◆ **WORK INSTRUCTION**
Every record must be retyped exactly as it reads.

◆ **SUPPLIED MATERIAL**
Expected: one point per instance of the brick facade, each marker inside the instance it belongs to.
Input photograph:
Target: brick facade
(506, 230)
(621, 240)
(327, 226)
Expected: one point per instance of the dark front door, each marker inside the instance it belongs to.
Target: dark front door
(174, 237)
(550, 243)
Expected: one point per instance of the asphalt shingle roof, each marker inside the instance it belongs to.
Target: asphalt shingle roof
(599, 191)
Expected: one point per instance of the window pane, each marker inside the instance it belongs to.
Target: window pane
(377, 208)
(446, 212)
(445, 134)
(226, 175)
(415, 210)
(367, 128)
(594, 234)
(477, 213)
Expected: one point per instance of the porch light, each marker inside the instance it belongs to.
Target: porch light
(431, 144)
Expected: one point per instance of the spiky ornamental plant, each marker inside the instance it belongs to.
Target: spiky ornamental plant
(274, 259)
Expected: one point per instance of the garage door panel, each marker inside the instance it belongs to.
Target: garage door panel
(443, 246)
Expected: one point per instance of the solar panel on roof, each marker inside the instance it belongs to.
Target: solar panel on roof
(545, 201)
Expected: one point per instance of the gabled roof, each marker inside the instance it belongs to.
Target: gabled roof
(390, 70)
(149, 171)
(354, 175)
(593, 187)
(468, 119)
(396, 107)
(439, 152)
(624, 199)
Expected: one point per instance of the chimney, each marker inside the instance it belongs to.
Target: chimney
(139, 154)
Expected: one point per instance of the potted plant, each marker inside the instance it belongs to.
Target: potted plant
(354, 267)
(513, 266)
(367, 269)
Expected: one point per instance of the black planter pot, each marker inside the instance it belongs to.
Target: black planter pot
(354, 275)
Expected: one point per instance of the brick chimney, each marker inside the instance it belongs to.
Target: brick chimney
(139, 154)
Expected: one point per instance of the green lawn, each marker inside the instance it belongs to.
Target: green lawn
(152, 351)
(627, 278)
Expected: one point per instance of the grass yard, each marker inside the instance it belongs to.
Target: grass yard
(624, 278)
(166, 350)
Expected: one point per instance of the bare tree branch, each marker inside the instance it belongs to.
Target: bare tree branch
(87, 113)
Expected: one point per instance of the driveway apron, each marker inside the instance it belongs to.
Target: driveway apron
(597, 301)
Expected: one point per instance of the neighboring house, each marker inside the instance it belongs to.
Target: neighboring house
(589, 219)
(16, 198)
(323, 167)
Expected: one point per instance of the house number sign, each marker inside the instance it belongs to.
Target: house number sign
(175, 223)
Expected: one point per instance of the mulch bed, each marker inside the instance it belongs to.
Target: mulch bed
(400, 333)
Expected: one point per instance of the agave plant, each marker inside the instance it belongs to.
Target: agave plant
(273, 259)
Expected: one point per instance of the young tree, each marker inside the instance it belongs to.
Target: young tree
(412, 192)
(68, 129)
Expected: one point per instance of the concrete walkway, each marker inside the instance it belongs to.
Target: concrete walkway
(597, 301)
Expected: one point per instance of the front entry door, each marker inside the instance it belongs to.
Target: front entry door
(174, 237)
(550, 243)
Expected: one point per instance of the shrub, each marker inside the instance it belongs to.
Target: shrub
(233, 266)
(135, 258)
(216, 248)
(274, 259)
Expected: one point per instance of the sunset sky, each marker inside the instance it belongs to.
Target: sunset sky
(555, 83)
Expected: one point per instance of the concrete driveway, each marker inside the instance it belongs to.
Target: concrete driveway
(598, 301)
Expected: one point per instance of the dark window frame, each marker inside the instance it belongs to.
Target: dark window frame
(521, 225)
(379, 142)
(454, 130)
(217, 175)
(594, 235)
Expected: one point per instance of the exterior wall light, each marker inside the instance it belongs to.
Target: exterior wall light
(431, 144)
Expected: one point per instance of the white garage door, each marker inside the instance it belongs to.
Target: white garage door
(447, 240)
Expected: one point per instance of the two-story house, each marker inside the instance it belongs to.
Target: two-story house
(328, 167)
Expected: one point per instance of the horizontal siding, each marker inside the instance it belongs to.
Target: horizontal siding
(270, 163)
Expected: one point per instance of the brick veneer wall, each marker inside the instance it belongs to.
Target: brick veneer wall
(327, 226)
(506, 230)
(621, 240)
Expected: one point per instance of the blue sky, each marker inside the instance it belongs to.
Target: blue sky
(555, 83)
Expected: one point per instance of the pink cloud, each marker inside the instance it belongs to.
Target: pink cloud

◆ **ANSWER TO THIS PROBLEM**
Expected: one point per instance of the brick facade, each marker inside the instance it belongs to.
Input photograph:
Target: brick facade
(506, 230)
(621, 240)
(327, 226)
Expected: one point per instance of the dark front door, each marker inside the instance it belongs to.
Target: dark front door
(174, 237)
(550, 243)
Expected: one point per instance of the asphalt shingle roof, each marker inside the instance it belongs to.
Target: asphalt shingle roof
(599, 191)
Expected: one point per instance of the window pane, each marker inside the instance it belongs to.
Target: window pane
(377, 208)
(446, 212)
(445, 134)
(226, 175)
(415, 210)
(367, 128)
(594, 234)
(477, 213)
Expected: one point per instance of the porch light, each marker inside the instance it belongs to.
Target: porch light
(431, 144)
Expected: one point per instance of the spiky ornamental plant, each marker inside the instance it belongs to.
Target: spiky ornamental plant
(274, 259)
Expected: one point per instance of the garage door panel, each marker inside the instance it belongs to.
Target: garage door panel
(443, 246)
Expected: one point per instance of the solar panel on roof, each marker inside the instance it belongs to.
Target: solar panel on roof
(545, 201)
Expected: one point per instance of the gabled roof, each marker inside the instance it belongs to.
Target: gabled roof
(390, 70)
(149, 171)
(354, 175)
(593, 187)
(468, 119)
(396, 107)
(439, 152)
(624, 199)
Expected: one point per instance of the chimney, each marker inside the instance it belongs to.
Target: chimney
(139, 154)
Expected: one point per instance of the potted plant, each marker inside the instance it belongs to.
Target: potted plant
(354, 267)
(513, 266)
(367, 269)
Expected: one point per instance of the black planter pot, each marker inside the instance it belongs to.
Target: black planter pot
(354, 275)
Expected: one point per instance of the brick chimney, each marker inside the instance it belongs to.
Target: brick chimney
(139, 154)
Expected: one point per instance of the green lawn, each marker inside the instance it belongs to.
Target: green lawn
(152, 351)
(627, 278)
Expected: one point per instance of the grass yard, each marker inside the instance it belongs to.
Target: grass yard
(624, 278)
(166, 350)
Expected: one point per instance of the bare tree branch, each marker inside the instance it belongs to.
Target: bare tree branch
(87, 113)
Expected: one point per instance of the driveway apron, each marker inside the instance it belongs to.
Target: driveway apron
(597, 301)
Expected: one point per instance of the neighboring house, each marker inside the instance it belongs to.
Target: neighboring house
(589, 219)
(16, 198)
(323, 167)
Expected: one point per instance of the house number sign, each marker inside the instance it belongs to.
Target: house number sign
(175, 223)
Expected: one point per instance of the mulch bed, each marker inside the instance it belongs to.
Target: mulch bed
(400, 333)
Expected: one point per instance of the agave plant, each marker inside the instance it belongs to.
Target: agave plant
(273, 259)
Expected: one point per instance of the young tree, each marker inside the instance it belongs to.
Target: young tree
(412, 192)
(68, 129)
Expected: one point per instance of the concrete walkway, each marker inside the instance it belongs to.
Target: concrete walkway
(597, 301)
Expected: one point per instance of the front entry door, each marker inside the instance it belongs to.
Target: front entry door
(174, 237)
(550, 243)
Expected: one point per instance of the shrub, each marker inside the instance it belongs to.
Target: shrub
(233, 266)
(135, 258)
(216, 248)
(274, 259)
Expected: one point per instance of the sunset sky, each marker inside the instance it belongs to.
Target: sunset sky
(555, 83)
Expected: one point per instance of the concrete driveway, each marker inside the instance it belongs to.
Target: concrete driveway
(598, 301)
Expected: one point per instance of the dark window frame, each marker inside the instance it belongs to.
Target: dark window frame
(521, 225)
(379, 142)
(454, 130)
(217, 175)
(594, 235)
Expected: one point per instance of the exterior wall light, each marker inside the instance it belongs to.
Target: exterior wall light
(431, 144)
Expected: one point per instance of the white garage door, each marker inside the instance it belongs to.
Target: white garage door
(447, 240)
Expected: one point per instance of the two-story house, each marker inside the instance it belongs to.
Target: two-story house
(328, 167)
Expected: one point per instance of the horizontal siding, each marker inside the instance it belongs to.
Target: horizontal siding
(270, 163)
Expected: one point per instance of the brick veneer wall, each marker inside the instance it belongs to.
Target: brick veneer wall
(327, 226)
(506, 230)
(621, 240)
Expected: one point per instance of the blue sky, each marker inside the instance it belongs to.
Target: blue sky
(555, 83)
Expected: one point per instance of the pink cloud, each marker inside the instance it belongs to.
Target: pink cloud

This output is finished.